* Objective 1:
Return the records unchanged, starting with the line that contains "Can you see the white window" and going on through the final line of the records.
* Objective 2:
Carry the passage on US manufacturing forward from its final sentence.

* Quoted passage:
· · · · ·

2. Attracting and Nurturing Talent - The labor shortages facing US industrial manufacturers are expected to only worsen in the coming years, for several reasons. Workers are retiring faster than they can be replaced; they’re leaving for other industries to seek higher pay and more stable employment; and employers are having trouble attracting specialists, especially from younger generations, to maintain and manage the robots, sensors, and software of Industry 4.0 factories. McKinsey predicts that manufacturers’ demand for traditional skills involving physical, hands-on labor will decline by 30% over the next decade while their demand for technical skills will increase by 50%. However, manufacturers still can’t find enough machinists, welders, metalworkers, production supervisors, and other industry stalwarts.

3. Investing in Sustainability - According to a 2023 US Environmental Protection Agency report, the manufacturing and raw materials industries were responsible for 23% of greenhouse gas emissions in the US. Although the industry has made progress in recent years to reduce those emissions, it still has a long way to go. Manufacturers need to evaluate their entire supply chain and seek opportunities to reduce waste, increase supplier diversity, and prioritize the use of fuel-efficient and electric vehicles on the factory floor and for product delivery.

4. Reevaluating the Supply Chain - In 2023, it’s no longer enough for manufacturers to have visibility into the actions of their suppliers and customers. That visibility needs to extend to their suppliers’ suppliers and their customers’ customers. Successful manufacturers will invest in digital supply chain capabilities that can provide better insights into the functions of each stakeholder along the chain and enable each participant to make better decisions about material sourcing and customer demand.

· · · · ·

* Extracted records:
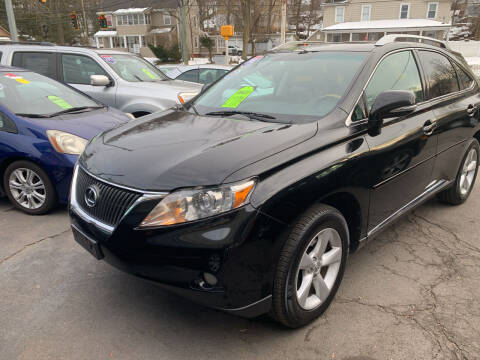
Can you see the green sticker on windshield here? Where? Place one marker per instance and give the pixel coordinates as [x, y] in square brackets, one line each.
[238, 97]
[59, 102]
[149, 74]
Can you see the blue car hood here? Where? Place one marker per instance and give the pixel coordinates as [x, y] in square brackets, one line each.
[85, 124]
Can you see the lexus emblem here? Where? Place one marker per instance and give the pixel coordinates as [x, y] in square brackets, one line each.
[91, 196]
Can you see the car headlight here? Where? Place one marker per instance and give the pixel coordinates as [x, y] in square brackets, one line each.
[184, 97]
[189, 205]
[66, 143]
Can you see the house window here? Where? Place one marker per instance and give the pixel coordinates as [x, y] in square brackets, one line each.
[339, 13]
[167, 19]
[366, 10]
[432, 10]
[404, 11]
[133, 19]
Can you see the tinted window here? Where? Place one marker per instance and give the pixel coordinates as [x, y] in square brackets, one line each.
[464, 79]
[292, 87]
[396, 72]
[6, 124]
[41, 62]
[26, 92]
[359, 112]
[191, 75]
[440, 74]
[208, 76]
[77, 69]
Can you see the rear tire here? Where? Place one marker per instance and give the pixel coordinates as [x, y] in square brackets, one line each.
[315, 253]
[29, 188]
[459, 192]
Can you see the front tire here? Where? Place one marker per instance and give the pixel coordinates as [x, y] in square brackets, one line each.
[310, 267]
[459, 192]
[29, 188]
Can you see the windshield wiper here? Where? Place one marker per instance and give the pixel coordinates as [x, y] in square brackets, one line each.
[74, 109]
[251, 115]
[32, 115]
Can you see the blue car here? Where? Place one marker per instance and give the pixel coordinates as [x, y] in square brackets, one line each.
[44, 126]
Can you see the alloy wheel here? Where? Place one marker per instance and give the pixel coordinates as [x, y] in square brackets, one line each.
[318, 269]
[468, 172]
[27, 188]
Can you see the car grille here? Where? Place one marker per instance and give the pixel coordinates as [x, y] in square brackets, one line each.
[112, 202]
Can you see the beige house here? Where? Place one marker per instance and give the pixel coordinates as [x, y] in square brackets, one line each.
[134, 29]
[360, 20]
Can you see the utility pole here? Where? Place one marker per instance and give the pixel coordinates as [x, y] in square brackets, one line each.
[246, 28]
[284, 22]
[11, 20]
[183, 33]
[85, 25]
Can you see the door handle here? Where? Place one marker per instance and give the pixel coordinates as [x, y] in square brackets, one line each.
[429, 127]
[471, 110]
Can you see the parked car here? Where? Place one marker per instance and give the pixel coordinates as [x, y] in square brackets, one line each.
[250, 200]
[44, 126]
[116, 78]
[234, 50]
[202, 74]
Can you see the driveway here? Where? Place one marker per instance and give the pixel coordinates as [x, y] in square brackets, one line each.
[410, 294]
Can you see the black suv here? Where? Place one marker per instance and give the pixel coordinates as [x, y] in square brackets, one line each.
[250, 197]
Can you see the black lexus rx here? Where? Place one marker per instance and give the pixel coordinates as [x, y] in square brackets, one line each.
[250, 197]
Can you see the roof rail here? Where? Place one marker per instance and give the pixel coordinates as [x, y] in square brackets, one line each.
[294, 45]
[42, 43]
[410, 38]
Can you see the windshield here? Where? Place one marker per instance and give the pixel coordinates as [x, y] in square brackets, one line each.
[29, 93]
[133, 68]
[292, 87]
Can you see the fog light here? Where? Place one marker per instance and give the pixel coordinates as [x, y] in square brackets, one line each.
[210, 279]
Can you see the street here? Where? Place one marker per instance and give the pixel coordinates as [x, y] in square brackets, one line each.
[410, 294]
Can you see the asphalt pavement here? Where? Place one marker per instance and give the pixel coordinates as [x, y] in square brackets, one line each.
[412, 293]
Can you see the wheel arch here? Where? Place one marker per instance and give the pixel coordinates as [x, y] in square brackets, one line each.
[7, 162]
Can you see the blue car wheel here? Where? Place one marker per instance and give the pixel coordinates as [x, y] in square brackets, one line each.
[29, 188]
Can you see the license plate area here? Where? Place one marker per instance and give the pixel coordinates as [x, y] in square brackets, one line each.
[87, 243]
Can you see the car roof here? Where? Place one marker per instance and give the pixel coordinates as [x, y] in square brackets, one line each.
[48, 46]
[322, 46]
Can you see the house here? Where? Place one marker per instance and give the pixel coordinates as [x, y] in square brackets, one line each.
[360, 20]
[146, 22]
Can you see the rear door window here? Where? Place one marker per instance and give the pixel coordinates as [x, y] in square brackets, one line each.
[397, 71]
[77, 69]
[440, 74]
[464, 80]
[44, 63]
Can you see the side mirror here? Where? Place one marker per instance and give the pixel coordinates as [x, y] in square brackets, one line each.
[390, 103]
[99, 80]
[206, 86]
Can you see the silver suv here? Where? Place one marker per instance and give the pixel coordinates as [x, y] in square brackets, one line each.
[116, 78]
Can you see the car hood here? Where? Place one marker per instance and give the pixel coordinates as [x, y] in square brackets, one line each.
[84, 124]
[174, 149]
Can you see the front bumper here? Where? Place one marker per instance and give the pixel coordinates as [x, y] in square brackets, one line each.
[238, 248]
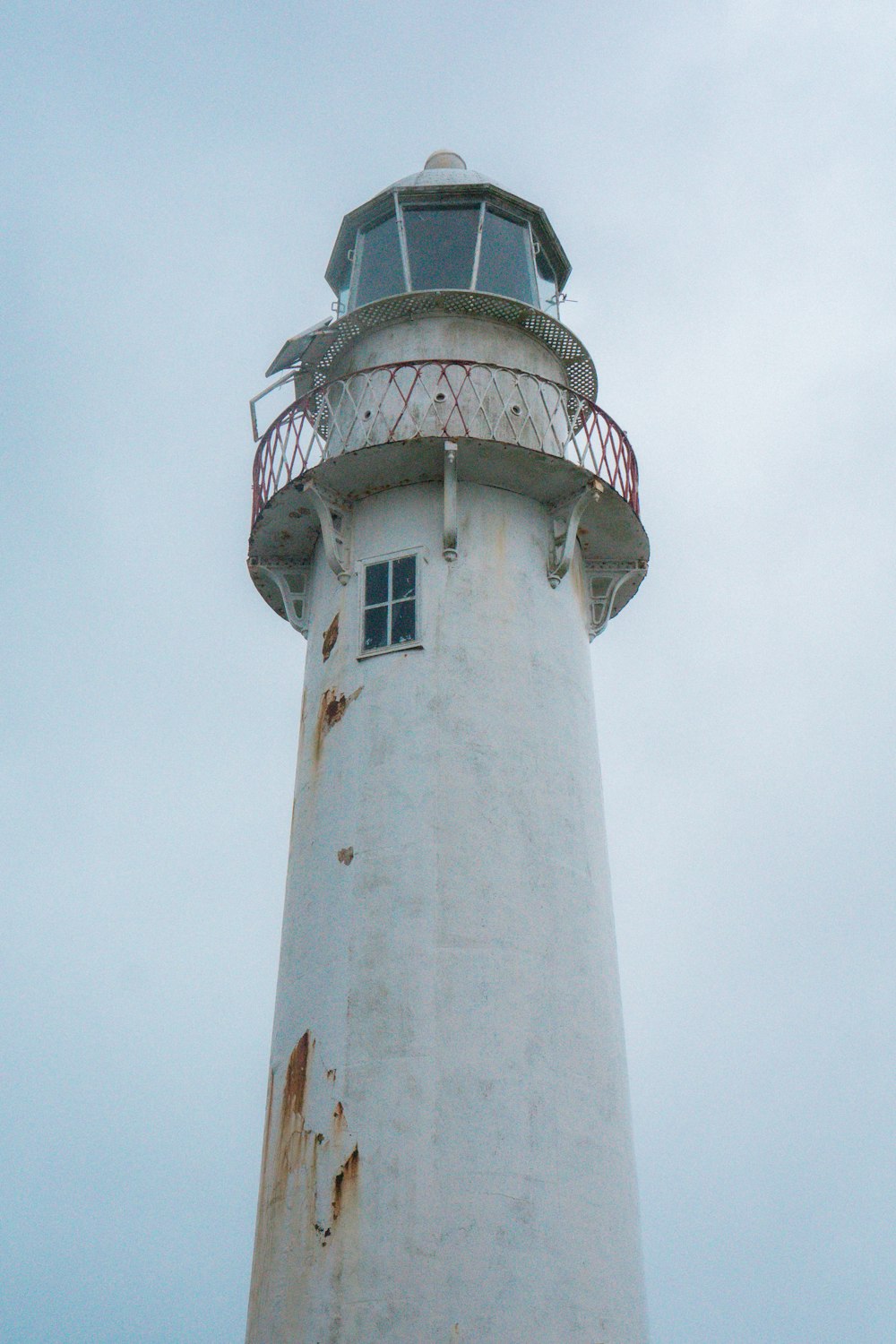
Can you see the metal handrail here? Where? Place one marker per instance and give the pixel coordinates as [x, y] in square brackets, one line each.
[443, 398]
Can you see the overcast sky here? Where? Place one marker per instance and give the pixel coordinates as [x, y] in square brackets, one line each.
[721, 177]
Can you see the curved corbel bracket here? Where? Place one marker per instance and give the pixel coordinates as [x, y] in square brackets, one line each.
[602, 605]
[335, 547]
[564, 532]
[449, 530]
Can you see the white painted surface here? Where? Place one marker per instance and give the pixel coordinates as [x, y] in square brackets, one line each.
[457, 978]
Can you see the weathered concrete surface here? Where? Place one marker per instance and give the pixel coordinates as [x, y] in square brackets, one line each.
[447, 1150]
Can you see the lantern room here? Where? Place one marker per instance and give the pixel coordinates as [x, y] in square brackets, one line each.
[447, 228]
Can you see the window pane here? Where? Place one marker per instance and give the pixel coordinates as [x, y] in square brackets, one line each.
[381, 261]
[504, 261]
[403, 577]
[376, 583]
[547, 282]
[441, 245]
[375, 625]
[403, 621]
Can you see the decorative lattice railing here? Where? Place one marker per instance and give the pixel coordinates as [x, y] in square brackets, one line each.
[443, 398]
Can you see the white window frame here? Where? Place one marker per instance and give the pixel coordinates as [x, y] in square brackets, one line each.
[419, 553]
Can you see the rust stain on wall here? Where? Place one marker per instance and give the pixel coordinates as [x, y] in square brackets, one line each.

· · · · ·

* Task result 1:
Can you see the white window frame here? Where? Place one marker per instance and give the pixel coordinates as [x, y] in square brackets, one line each.
[419, 553]
Can you see the rust stain on wall here? Where? Place one marker per instance and give the pixel coordinates as [x, y] in square brackets, one line each.

* Task result 2:
5. Building the Factory of the Future - The factory of the future will be highly automated and efficient. Drones will fly above production lines, providing workers with data about inventory levels and machine health. Inaccuracies and human error will decline. As AI, machine learning, IoT, and robotics play a larger role in warehouses and factories, there will be less emphasis on physical labor and more on analytical work. But the foundation of the smart factory will rest on a solid back-office base, with financial, production, and planning software that can handle the vast amounts of data that even the smallest factory produces.


ADVANCED TECHNOLOGY SERVICES (ATS)’S PREDICTION

The continued rise of smart factories

1. Factories and manufacturing facilities are poised to pass the tipping point of smart factory adoption, moving from occasional or sporadic implementation of smart equipment to more full-fledged systems, taking advantage of the full potential of data analytics and communication between machinery and central monitoring tools. Why? For several reasons:

2. As older equipment continues to be phased out, newer machines come equipped with onboard sensors and monitoring tools.

3. Manufacturers will be increasingly motivated to implement smart technology in order to keep pace with competitors who are seeing the benefits of the same.

4. The costs of aftermarket sensors and other smart factory software and equipment continues to drop, while the benefits — more proactive and effective maintenance, greater insight into process efficiency, a reduction in overall operating costs — become ever-more apparent.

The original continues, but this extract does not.